* WHAT IS NEEDED *
Each line of the listing below must be retyped exactly, with images left out.

* THE DATA *
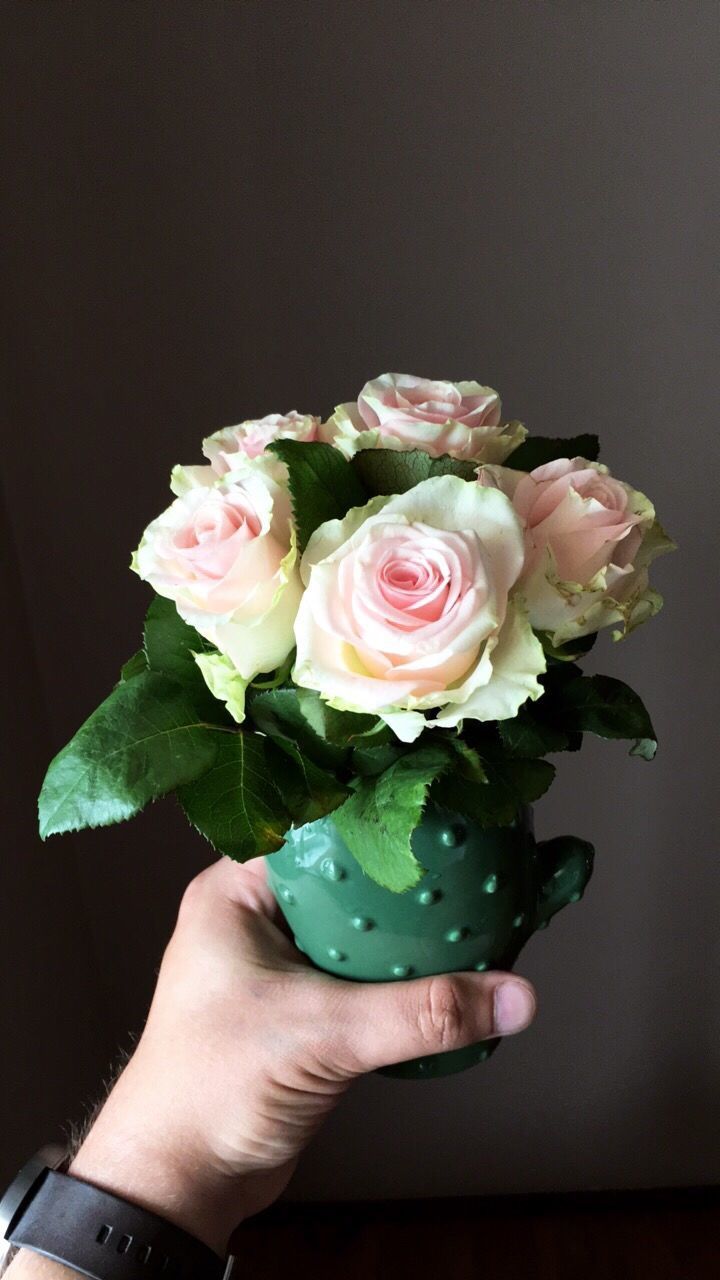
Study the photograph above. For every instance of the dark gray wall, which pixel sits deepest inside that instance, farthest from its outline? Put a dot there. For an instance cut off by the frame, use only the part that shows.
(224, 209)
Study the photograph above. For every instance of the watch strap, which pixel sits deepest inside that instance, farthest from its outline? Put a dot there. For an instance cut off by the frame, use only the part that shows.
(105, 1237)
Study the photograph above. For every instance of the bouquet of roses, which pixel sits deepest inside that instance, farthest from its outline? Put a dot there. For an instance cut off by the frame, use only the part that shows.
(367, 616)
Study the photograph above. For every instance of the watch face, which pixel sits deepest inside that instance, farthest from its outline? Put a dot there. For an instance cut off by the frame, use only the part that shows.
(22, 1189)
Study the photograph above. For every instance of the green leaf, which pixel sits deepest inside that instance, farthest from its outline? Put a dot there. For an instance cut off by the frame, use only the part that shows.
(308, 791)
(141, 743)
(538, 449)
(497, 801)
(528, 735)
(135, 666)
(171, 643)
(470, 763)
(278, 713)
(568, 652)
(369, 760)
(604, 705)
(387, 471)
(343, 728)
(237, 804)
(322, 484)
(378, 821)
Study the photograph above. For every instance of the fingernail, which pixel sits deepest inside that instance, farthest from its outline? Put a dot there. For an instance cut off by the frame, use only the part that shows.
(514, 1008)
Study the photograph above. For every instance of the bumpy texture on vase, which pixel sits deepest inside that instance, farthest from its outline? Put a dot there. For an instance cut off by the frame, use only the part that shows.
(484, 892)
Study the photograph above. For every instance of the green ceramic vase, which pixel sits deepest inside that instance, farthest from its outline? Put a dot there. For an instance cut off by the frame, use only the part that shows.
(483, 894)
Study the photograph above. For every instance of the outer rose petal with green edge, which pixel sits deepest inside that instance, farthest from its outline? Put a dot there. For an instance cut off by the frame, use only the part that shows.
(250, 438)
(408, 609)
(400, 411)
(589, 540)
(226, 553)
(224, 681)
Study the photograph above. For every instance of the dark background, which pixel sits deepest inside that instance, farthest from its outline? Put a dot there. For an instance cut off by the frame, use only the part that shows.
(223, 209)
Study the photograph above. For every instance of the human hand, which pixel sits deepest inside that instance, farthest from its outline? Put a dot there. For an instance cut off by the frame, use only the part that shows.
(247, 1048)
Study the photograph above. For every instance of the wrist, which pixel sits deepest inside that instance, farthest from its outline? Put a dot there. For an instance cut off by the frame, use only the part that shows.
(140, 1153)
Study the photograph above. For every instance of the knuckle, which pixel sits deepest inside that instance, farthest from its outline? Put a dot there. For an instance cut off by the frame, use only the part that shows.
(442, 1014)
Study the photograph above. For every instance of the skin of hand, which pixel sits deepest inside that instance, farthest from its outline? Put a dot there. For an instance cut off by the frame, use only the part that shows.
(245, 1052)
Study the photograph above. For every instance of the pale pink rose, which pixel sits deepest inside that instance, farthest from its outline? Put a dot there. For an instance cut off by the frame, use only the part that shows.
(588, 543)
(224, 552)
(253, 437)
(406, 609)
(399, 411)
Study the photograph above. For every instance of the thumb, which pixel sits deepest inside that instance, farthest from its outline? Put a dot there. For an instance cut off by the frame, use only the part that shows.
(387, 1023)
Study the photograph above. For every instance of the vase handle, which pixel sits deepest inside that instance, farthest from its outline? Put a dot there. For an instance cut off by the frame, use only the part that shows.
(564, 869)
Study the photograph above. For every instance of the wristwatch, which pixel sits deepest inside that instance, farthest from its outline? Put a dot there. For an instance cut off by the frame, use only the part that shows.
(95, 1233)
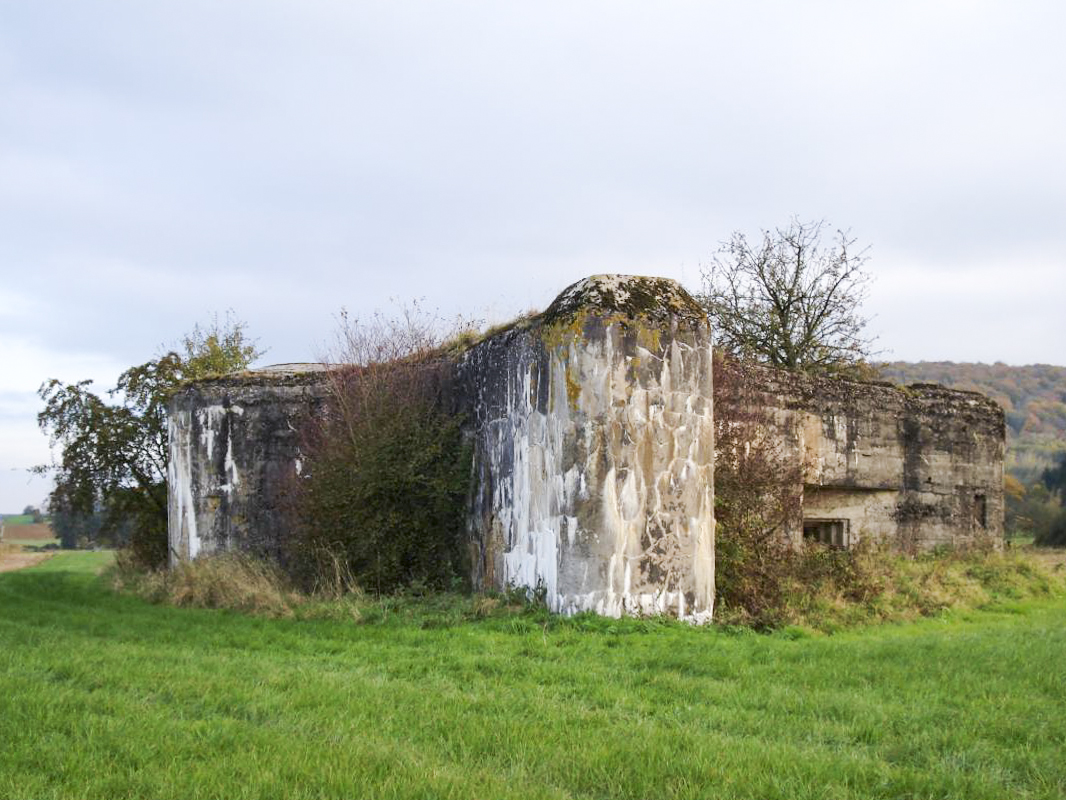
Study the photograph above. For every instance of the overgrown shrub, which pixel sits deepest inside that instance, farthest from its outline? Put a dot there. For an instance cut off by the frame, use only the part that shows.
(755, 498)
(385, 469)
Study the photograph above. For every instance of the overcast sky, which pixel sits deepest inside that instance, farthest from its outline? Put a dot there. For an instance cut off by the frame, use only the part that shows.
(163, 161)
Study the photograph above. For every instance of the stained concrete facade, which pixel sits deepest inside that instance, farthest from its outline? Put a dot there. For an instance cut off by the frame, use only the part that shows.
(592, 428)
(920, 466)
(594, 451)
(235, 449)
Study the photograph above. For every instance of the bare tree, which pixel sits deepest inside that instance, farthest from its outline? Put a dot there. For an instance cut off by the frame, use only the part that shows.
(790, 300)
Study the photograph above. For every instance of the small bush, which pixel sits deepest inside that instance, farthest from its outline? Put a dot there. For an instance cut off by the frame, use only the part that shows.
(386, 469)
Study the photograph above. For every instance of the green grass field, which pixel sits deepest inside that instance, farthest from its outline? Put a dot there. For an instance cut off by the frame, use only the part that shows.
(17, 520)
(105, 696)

* SOLUTION *
Study the photograph above. For every instance of the dark gray wall, which pixel sits deepest inside that instance, farthest from its outline? Put a dot there. For an instance cut off by the frame, use only the part that shows.
(224, 209)
Study the photograph above. For every instance of the watch strap, which pixel sits deepest inside that instance, farthest from its outline? Put a dot there. For an instance cut off by the frame, use only the part that shows.
(105, 1237)
Study the photograph above. For every instance of the bouquet of roses, which pixel sits deepest inside that instance, farthest from its outline? Put a dot there. For an instance cut off by the frame, use only the part that shows.
(367, 616)
Study the photograph above. For every instance of the watch face, which pixel sits deepest inside that instance, farthest from its outline? Put a dot there. For an instance cut off by the frame, use only the part that shows.
(22, 1189)
Study the photograph above. For every instance of the green leaf, which pixel sits deepest inside that instance, farthest from its outline? Put a dot there. For an instance cut off by the frame, use only the part that shows.
(308, 791)
(141, 743)
(538, 449)
(497, 801)
(528, 735)
(135, 666)
(171, 643)
(470, 763)
(278, 713)
(568, 652)
(369, 760)
(604, 705)
(387, 471)
(343, 728)
(237, 804)
(322, 484)
(378, 821)
Study the photograph above. For every instance of the fingernail, which pixel sits deepest inside that instance, farthest from its outline? Put a dot there. For an instance cut off by the frame, use only the part that shows.
(514, 1008)
Study the photograph above. For every instance of the bumpy texture on vase, which pixel sits deepest inside that instance, farthest from its outline? Put a dot there. For an instance cut off by the frame, use only the part that shows.
(484, 892)
Study the photograph above. For every instance of the green ceramic vase, which pixel sits deepest inside that instance, farthest from its outline? Put a dot there. For an instance cut off by the frame, use only the part that shows.
(483, 894)
Study the photograph above. For every instance of the outer rose petal with green edge, which pixel sits deepest inside that instance, farthest from its outline? Put a dot there. For an instance cut off by the frame, use only the part that shows.
(250, 438)
(408, 609)
(400, 411)
(589, 540)
(226, 553)
(224, 681)
Study the photograph above. For every instance of the dark background, which pixel sits deepest inside that instance, farthest from its outline? Put a dot there. For an instance cut off by the frame, use only the part that shows.
(223, 209)
Study the photograph above. For every instance of the human hand, which pixel sits deepest inside that instance, farthest from its outline? Put a dot there. For an instance cut off by the frame, use only the part that shows.
(247, 1048)
Study the photograph above. For every instance of the wrist, which pixel sits deepest inside that instance, farthest from its outline? Put a dot there. For an instance cut off by the frame, use only the part that shows.
(140, 1153)
Study the photograph above. For every instance of the knuckle, which pixel sits deepest inside that instance, farthest from its outline? Put a dot there. For an instance cut off by the frame, use only the part that shows.
(442, 1014)
Study the photograph above. For every instance of the skin of hand, which pixel sits deepest inside that instance, farthest from its outline? Put a dot there. For an instance cut off by the frame, use only the part that shows.
(245, 1052)
Study the photograph above. For every instance of the pale pink rose, which pixel sits deepest inside that instance, farthest from its outline? Put a dot there. For an instance cut off by the frame, use only the part that shows.
(588, 543)
(224, 552)
(253, 437)
(406, 609)
(399, 411)
Study the photograph above. For every instance of the thumb, which pixel sits deepest inside that instance, farthest from its outline? Put a dot there. For an instance cut off by the frame, use only the part that shows.
(387, 1023)
Study the photograph above. For every instance of the vase handle, which pixel sits deepest inside that instance, farthest from its outline? Put a dot there. For an instance cut off by the frame, use only the part that shows.
(564, 869)
Study the photograph above. For every instance of the wristwatch, which pixel sits deepest inside that instance, farthest from its outline? Put a dot there. For an instance cut off by the frame, use only the part that shows.
(95, 1233)
Study the photograph above. For every instance of the overgrown shrub, which pixel sits deepest inside that instance, farthest from its outline? Put a dot there. For an instance cut off by the frame, use only the part that shows.
(755, 498)
(385, 469)
Study the photograph above. For every instance of the overcast sky, which pixel sits deepest inside that instance, farthest from its outline? Put a dot there. For an instance cut off by the frame, use only the part that shows.
(163, 161)
Study the photograph above. For every instance of the stained concrete facade, which pixel sits deepest inside that instance, farthest from its outline? Put a dot there. For an instance cut off by the frame, use only the part that shows.
(592, 428)
(920, 466)
(594, 451)
(235, 449)
Study the photograph above. For every instance of the bare tree, which pixel sits deepest inside that instance, farthest from its outline? Put a dot there. For an instance cut off by the frame, use only the part that shows.
(790, 300)
Study the photograph above. For every instance of the small bush, which pixel sits deepest inside that instance, farthest from its outline? Put a dot there. For an instance cut off by the frame, use only the part that shows.
(386, 469)
Study the photograph above. For every instance of the green grass field, which pixel sits deepest inside that instance, farthest from its outline? Put a dot there. For an instance cut off by the frame, use only the part that shows.
(17, 520)
(105, 696)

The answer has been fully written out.